[Stored entries]
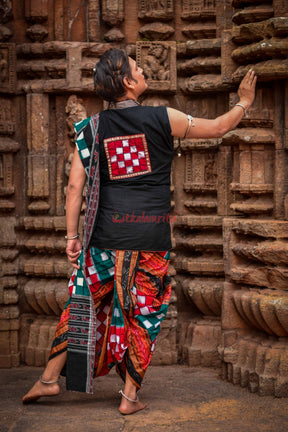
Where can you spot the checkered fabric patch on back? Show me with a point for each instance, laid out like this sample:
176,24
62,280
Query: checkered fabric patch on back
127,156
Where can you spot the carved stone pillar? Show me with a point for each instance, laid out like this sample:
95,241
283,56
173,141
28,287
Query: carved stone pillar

--

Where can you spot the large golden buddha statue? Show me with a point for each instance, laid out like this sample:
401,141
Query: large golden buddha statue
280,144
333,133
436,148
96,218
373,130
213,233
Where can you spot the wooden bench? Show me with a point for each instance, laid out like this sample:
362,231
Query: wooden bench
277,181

* Short problem
Can you print again, without changes, the lines of the entries above from the line with "Where can you spot the carved" up to and including the line with "Query: carved stone pillar"?

* Result of the exercise
Where can you spot the carved stone pillar? Show me with a point for each instance, laid out like this sample:
95,241
283,56
173,141
28,287
Query: carved stone pillar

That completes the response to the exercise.